AryabhaTa the charlatan

Aryabhata... the name with two t's would mean 'learned man'; having only one
turns him improbably into a mercenary.

Whatever the case, AryabhaTa hit on a strange scheme.

He made up nonsense words whose syllables stood for digits in places, the
digits being given by consonants, the places by the nine vowels in
Sanskrit. Since the first three vowels are a, i and u, if you wanted to write
386 in his system (he wrote this as 6, then 8, then 3) you would want the
sixth consonant, c, followed by a (showing that c was in the units place),
the eighth consonant, j, followed by i, then the third consonant, g, followed
by u: CAJIGU. The problem is that this system gives only 9 possible places,
and being an astronomer, he had need of many more. His baroque solution was
to double his system to 18 places by using the same nine vowels twice each:
a, a, i, i, u, u and so on; and breaking the consonants up into two groups,
using those from the first for the odd numbered places, those from the second
for the even. So he would actually have written 386 this way: CASAGI (c being
the sixth consonant of the first group, s in effect the eighth of the second
group, g the third of the first group). When next you are tempted to think
that there aren't different minds but only Mind, remember Aryabhata.

There is clearly no zero in this system — but interestingly enough, in
explaining it Aryabh says: 'The nine vowels are to be used in two nines of
places' - and his word for 'place' is 'kha'. This kha later becomes one of
the commonest Indian words for zero. It is as if we had here a slow-motion
picture of an idea evolving: the shift from a 'named' to a purely positional
notation, from an empty place where a digit can lodge to 'the empty number':
a number in its own right, that nudged other numbers along into their places.

Against orientalist over-praise of India


In that bible of our grandparents' generation, The Decline of the West,
Oswald Spengler wrote that zero was 'that refined creation of a wonderful
abstractive power which, for the Indian soul that conceived it as a base for
a positional numeration, was nothing more nor less than the key to the
meaning of existence'. The Greek soul, he informs us, is sensual and so could
never have come up with this key: it takes a Brahmanic soul to perceive
numbers as self-evident.

» GOAL 1
Rewrite the records starting at the line that contains "Given the above screenshot, where exactly is the fence" and ending at the end of the records, replacing "rolling hill" with "grassy slope" and leaving everything else unchanged.
The text and the records come from separate sources.

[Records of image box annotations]
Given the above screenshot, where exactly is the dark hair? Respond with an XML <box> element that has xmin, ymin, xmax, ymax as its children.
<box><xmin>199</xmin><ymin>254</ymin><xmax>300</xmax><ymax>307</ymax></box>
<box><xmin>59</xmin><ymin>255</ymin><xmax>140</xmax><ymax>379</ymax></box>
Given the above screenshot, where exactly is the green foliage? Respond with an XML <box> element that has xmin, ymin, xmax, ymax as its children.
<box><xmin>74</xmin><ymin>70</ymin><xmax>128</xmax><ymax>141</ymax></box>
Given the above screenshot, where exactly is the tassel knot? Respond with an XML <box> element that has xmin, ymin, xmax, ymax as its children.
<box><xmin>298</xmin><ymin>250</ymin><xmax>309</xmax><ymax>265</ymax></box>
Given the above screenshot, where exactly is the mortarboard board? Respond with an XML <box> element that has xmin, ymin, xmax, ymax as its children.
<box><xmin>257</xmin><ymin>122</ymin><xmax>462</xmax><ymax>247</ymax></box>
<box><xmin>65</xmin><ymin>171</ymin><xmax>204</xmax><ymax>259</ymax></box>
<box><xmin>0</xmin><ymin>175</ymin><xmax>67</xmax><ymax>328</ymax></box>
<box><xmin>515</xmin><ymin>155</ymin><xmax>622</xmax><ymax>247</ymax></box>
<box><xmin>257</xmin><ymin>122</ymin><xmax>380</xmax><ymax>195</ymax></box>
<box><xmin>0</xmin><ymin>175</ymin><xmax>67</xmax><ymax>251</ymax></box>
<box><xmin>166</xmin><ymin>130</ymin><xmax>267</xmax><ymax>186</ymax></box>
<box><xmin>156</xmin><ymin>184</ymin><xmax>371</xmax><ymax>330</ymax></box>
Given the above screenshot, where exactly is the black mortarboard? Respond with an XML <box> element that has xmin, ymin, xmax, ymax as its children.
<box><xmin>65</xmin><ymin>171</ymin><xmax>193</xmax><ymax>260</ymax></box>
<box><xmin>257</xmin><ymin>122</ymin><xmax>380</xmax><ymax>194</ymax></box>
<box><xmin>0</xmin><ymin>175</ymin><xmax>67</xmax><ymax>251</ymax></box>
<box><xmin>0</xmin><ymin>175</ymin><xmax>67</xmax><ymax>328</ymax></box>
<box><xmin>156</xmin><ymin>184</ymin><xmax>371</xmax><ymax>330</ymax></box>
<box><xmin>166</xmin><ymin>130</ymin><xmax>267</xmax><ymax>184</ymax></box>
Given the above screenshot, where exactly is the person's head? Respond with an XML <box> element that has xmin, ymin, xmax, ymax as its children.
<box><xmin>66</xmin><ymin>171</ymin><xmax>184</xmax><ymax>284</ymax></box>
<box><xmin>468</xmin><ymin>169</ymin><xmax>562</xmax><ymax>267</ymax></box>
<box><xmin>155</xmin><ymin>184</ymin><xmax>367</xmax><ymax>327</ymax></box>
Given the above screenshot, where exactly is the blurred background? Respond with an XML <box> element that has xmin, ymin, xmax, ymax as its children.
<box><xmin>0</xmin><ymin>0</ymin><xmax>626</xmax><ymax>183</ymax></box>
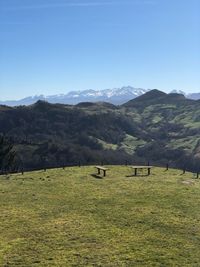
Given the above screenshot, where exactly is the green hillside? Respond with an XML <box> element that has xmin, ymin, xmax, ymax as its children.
<box><xmin>0</xmin><ymin>90</ymin><xmax>200</xmax><ymax>171</ymax></box>
<box><xmin>0</xmin><ymin>166</ymin><xmax>200</xmax><ymax>267</ymax></box>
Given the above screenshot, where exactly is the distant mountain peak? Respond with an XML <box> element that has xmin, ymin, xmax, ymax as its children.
<box><xmin>0</xmin><ymin>85</ymin><xmax>200</xmax><ymax>106</ymax></box>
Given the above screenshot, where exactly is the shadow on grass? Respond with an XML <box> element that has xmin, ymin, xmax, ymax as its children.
<box><xmin>91</xmin><ymin>174</ymin><xmax>103</xmax><ymax>179</ymax></box>
<box><xmin>126</xmin><ymin>174</ymin><xmax>152</xmax><ymax>178</ymax></box>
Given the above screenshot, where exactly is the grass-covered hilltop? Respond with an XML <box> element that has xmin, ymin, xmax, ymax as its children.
<box><xmin>0</xmin><ymin>166</ymin><xmax>200</xmax><ymax>267</ymax></box>
<box><xmin>0</xmin><ymin>90</ymin><xmax>200</xmax><ymax>171</ymax></box>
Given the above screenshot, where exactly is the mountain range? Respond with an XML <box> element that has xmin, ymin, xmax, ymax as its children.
<box><xmin>0</xmin><ymin>86</ymin><xmax>200</xmax><ymax>106</ymax></box>
<box><xmin>0</xmin><ymin>90</ymin><xmax>200</xmax><ymax>171</ymax></box>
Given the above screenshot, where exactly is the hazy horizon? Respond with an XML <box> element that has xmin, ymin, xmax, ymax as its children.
<box><xmin>0</xmin><ymin>0</ymin><xmax>200</xmax><ymax>101</ymax></box>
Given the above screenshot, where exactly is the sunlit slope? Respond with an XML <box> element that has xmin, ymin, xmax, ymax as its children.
<box><xmin>0</xmin><ymin>166</ymin><xmax>200</xmax><ymax>267</ymax></box>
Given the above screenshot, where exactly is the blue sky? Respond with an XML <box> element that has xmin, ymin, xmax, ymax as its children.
<box><xmin>0</xmin><ymin>0</ymin><xmax>200</xmax><ymax>100</ymax></box>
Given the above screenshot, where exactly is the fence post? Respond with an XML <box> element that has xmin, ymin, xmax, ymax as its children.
<box><xmin>166</xmin><ymin>163</ymin><xmax>169</xmax><ymax>171</ymax></box>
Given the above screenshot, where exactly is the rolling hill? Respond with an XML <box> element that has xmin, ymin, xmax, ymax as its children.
<box><xmin>0</xmin><ymin>90</ymin><xmax>200</xmax><ymax>171</ymax></box>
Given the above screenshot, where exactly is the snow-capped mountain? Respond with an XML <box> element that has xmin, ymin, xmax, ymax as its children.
<box><xmin>0</xmin><ymin>86</ymin><xmax>200</xmax><ymax>106</ymax></box>
<box><xmin>0</xmin><ymin>86</ymin><xmax>150</xmax><ymax>106</ymax></box>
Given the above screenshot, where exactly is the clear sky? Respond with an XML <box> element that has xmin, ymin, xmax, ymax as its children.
<box><xmin>0</xmin><ymin>0</ymin><xmax>200</xmax><ymax>100</ymax></box>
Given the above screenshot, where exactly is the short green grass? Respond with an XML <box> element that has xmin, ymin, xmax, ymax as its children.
<box><xmin>0</xmin><ymin>166</ymin><xmax>200</xmax><ymax>267</ymax></box>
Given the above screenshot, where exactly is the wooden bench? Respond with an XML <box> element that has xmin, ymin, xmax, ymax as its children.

» GOAL 2
In the passage on Aryabhata's number system, what word does he use for "place"?

» FULL RESPONSE 1
Given the above screenshot, where exactly is the fence post? Respond with an XML <box> element that has xmin, ymin, xmax, ymax as its children.
<box><xmin>166</xmin><ymin>163</ymin><xmax>169</xmax><ymax>171</ymax></box>
Given the above screenshot, where exactly is the grassy slope? Respond with an XML <box> element that has xmin, ymin, xmax, ymax as its children.
<box><xmin>0</xmin><ymin>90</ymin><xmax>200</xmax><ymax>171</ymax></box>
Given the above screenshot, where exactly is the snow-capped mountain? Respond with an XML <box> element that has xmin, ymin, xmax, ymax as its children.
<box><xmin>0</xmin><ymin>86</ymin><xmax>200</xmax><ymax>106</ymax></box>
<box><xmin>0</xmin><ymin>86</ymin><xmax>150</xmax><ymax>106</ymax></box>
Given the above screenshot, where exactly is the clear sky? Respond with an XML <box> element that has xmin, ymin, xmax, ymax as its children.
<box><xmin>0</xmin><ymin>0</ymin><xmax>200</xmax><ymax>100</ymax></box>
Given the above screenshot, where exactly is the short green grass? Respond with an XML <box> element that has xmin, ymin, xmax, ymax as its children.
<box><xmin>0</xmin><ymin>166</ymin><xmax>200</xmax><ymax>267</ymax></box>
Given the above screenshot, where exactly is the wooden bench? Respond with an XML <box> element that has xmin, ymin, xmax, ymax as its children.

» FULL RESPONSE 2
Kha, which later became one of the most common Indian words for zero.